--- start of Extract provided ---
The Famous Brač Stone
There’s a story that the soft white stone that has been quarried on Brac for millennia (it was used in the construction of Diocletian’s Palace in Split) was used in the White House in Washington D.C. This has since been discredited, but that hasn’t stopped venerable travel guides like Lonely Planet from presenting this information as truth. You will however find Brač stone in buildings and churches as far afield as Venice, Vienna, and Budapest as the material has been prized for centuries.
There is still a stonemasonry school on the island, in the town of Pučišća. A visit there is highly recommended, though needs to be arranged in advance. Time your visit right and you’ll get to see the students at work. If not, there will be someone to show you around, though you might need to prompt them with questions. A stop here is also included in some private tours of the island. You won’t be able to avoid stalls selling souvenirs made from Brač stone wherever you go.
Where to Stay on Brač?
The most popular town to stay in on Brač is undoubtedly Bol, on the seaward side of the island. It’s where you’ll find the famous Golden Horn beach. It has the largest choice of all the towns on Brač in terms of three and four-star and kid-friendly hotels. However, if you’re looking for a luxury stay then there’s a place in quiet Sumartin that’s a must. Supetar gets points for easy access – the car ferry arrives there – but you’ll want to spend your days exploring further afield, while Bol offers more to do within and close to the town.
What is there to do on Brač?
Hit the Beaches
The Golden Horn
Even if you’ve never heard of Brač, you’ve almost certainly seen its famous beach, Zlatni Rat, or Golden Horn. The shape of this pebble beach shifts with the tide. One thing the photos don’t quite capture is that this is easily one of Croatia’s most developed beaches, with the trees at its base providing cover for lots of amenities. Golden Horn is the perfect place for windsurfing, kitesurfing, and board surfing, and even if you are not an active type of person you can be sure of seeing some kind of surfers especially if you are visiting Golden Horn during the afternoon.
--- end of Extract provided ---
--- start of Provided material ---
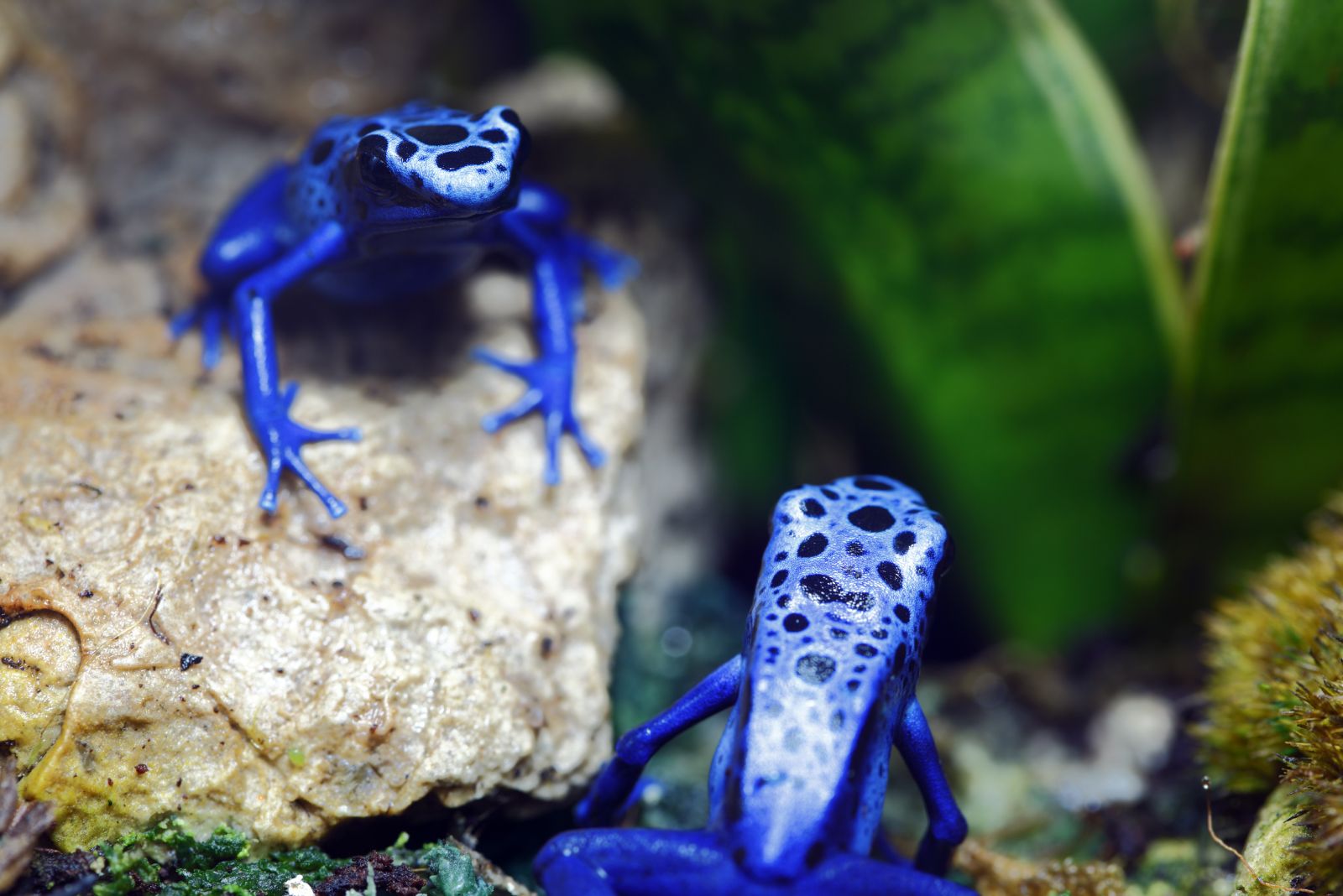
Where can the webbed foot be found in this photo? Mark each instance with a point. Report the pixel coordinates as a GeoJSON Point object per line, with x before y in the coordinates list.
{"type": "Point", "coordinates": [208, 314]}
{"type": "Point", "coordinates": [551, 393]}
{"type": "Point", "coordinates": [282, 440]}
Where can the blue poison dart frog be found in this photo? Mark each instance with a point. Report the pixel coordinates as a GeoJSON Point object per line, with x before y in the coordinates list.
{"type": "Point", "coordinates": [823, 687]}
{"type": "Point", "coordinates": [383, 207]}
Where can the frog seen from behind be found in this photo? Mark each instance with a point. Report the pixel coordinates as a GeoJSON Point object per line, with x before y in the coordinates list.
{"type": "Point", "coordinates": [823, 690]}
{"type": "Point", "coordinates": [382, 207]}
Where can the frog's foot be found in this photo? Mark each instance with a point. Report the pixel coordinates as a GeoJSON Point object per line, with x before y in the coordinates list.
{"type": "Point", "coordinates": [282, 440]}
{"type": "Point", "coordinates": [208, 314]}
{"type": "Point", "coordinates": [551, 393]}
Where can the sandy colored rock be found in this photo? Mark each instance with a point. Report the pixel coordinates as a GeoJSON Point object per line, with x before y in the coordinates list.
{"type": "Point", "coordinates": [44, 203]}
{"type": "Point", "coordinates": [449, 638]}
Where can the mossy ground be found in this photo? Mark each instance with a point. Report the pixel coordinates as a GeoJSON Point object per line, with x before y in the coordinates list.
{"type": "Point", "coordinates": [1275, 696]}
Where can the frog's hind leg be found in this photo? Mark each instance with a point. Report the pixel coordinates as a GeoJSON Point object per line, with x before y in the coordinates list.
{"type": "Point", "coordinates": [618, 862]}
{"type": "Point", "coordinates": [853, 875]}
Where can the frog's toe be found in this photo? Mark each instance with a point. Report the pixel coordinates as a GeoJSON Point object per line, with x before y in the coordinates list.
{"type": "Point", "coordinates": [346, 434]}
{"type": "Point", "coordinates": [516, 367]}
{"type": "Point", "coordinates": [210, 317]}
{"type": "Point", "coordinates": [335, 506]}
{"type": "Point", "coordinates": [594, 455]}
{"type": "Point", "coordinates": [554, 430]}
{"type": "Point", "coordinates": [615, 268]}
{"type": "Point", "coordinates": [527, 404]}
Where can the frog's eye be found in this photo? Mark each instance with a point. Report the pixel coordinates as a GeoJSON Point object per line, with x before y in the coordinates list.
{"type": "Point", "coordinates": [373, 165]}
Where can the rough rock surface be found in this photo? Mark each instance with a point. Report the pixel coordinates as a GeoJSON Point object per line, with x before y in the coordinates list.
{"type": "Point", "coordinates": [44, 201]}
{"type": "Point", "coordinates": [449, 638]}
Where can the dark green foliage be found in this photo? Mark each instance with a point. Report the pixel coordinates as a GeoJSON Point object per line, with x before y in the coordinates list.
{"type": "Point", "coordinates": [1262, 425]}
{"type": "Point", "coordinates": [933, 226]}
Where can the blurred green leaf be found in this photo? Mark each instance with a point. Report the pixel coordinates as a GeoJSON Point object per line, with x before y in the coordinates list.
{"type": "Point", "coordinates": [1262, 414]}
{"type": "Point", "coordinates": [946, 217]}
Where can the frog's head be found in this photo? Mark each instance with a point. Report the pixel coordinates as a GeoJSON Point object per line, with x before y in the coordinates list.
{"type": "Point", "coordinates": [454, 164]}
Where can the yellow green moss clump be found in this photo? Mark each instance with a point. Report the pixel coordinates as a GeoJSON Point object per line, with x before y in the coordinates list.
{"type": "Point", "coordinates": [1275, 690]}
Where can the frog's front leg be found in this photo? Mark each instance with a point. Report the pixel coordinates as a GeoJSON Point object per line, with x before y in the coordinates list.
{"type": "Point", "coordinates": [610, 794]}
{"type": "Point", "coordinates": [946, 824]}
{"type": "Point", "coordinates": [557, 259]}
{"type": "Point", "coordinates": [268, 404]}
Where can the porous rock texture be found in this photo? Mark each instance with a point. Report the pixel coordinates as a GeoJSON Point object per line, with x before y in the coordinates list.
{"type": "Point", "coordinates": [447, 640]}
{"type": "Point", "coordinates": [450, 636]}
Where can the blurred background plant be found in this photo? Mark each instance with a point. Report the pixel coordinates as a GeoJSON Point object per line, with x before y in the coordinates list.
{"type": "Point", "coordinates": [942, 235]}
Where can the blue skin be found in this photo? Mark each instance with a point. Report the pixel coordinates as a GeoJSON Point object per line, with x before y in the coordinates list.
{"type": "Point", "coordinates": [823, 687]}
{"type": "Point", "coordinates": [384, 207]}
--- end of Provided material ---
▸ Set of tasks
1. Pick out every line in the records above that contains the word "blurred".
2. Continue the travel piece about the island of Brač, beginning right after its final sentence.

▸ Answers to the tasks
1.
Where can the blurred green leaf be found in this photo? Mark each instance with a point. Report the pixel coordinates as a GeoJSON Point object per line, with x before y in the coordinates list.
Where can the blurred background plant be found in this photo? Mark each instance with a point. Report the pixel coordinates as a GeoJSON Point object per line, with x before y in the coordinates list.

2.
White House Beach
Like any other place with a big reputation, the Golden Horn also carries the burden of overpopulation during summer so if you are looking for a more intimate relaxation by the sea make sure not to miss this small beach next to the Fisherman’s House restaurant. You’ll find it on google maps as ‘Beach Bijela Kuća’. It’s easy to find as it’s on the way to the Dominican monastery.
“This is literally paradise on earth. Long coffee by the sea and sounds of crickets will transfer you to some other reality you will hardly wish to leave.” Josipa
Beaches beyond Bol – a rare Croatian sandy beach
Brač has a huge number of secluded beaches dotted around the coast, but we think this recollection by Antonija will inspire you to visit one in particular:
“My earliest memories are attached to Brač island as it is an island which has been standing in front of me every time I step out of my house or look out the window. It is located across from the place I live, with about 5 miles of sea between us. Brač was the first island I ever visited and the island I’ve been to most. I remember my first visits to Brač island on our day trips in a small boat with my grandfather taking me and our guests, family, and friends. Usually, we went to secluded beaches, mostly to Lovrećina bay as it has a sandy beach and shallow waters and it felt like a private beach at the time as just a few other people were there.” Antonija
Visit Stina Winery in Bol
Right in Bol town is the Stina winery, right on the waterfront. The winery renovated the buildings of the local wine cooperative and have created a beautiful space to enjoy their wines. You could also enjoy the wines outside, with seats on the harbor wall. Order a few different wines, a plate of ham and cheese, and watch the sunset over Hvar across the sea.
The Brač countryside is a world to itself. A mix of grazing land for the island’s many sheep, olive groves, vineyards, and of course quarries.
See Škrip – the island’s oldest settlement
In Škrip, the oldest settlement of the island there is a small museum of Brač where an unusually small museum collection is complemented with a very passionate and vivid presentation of two museum curators. Additional value also comes through several videos available on large screens showing how hard and complex the job of stone quarrying was, sometimes even life-threatening. Next door to the museum there is an olive oil museum, also a must-stop point in Škrip.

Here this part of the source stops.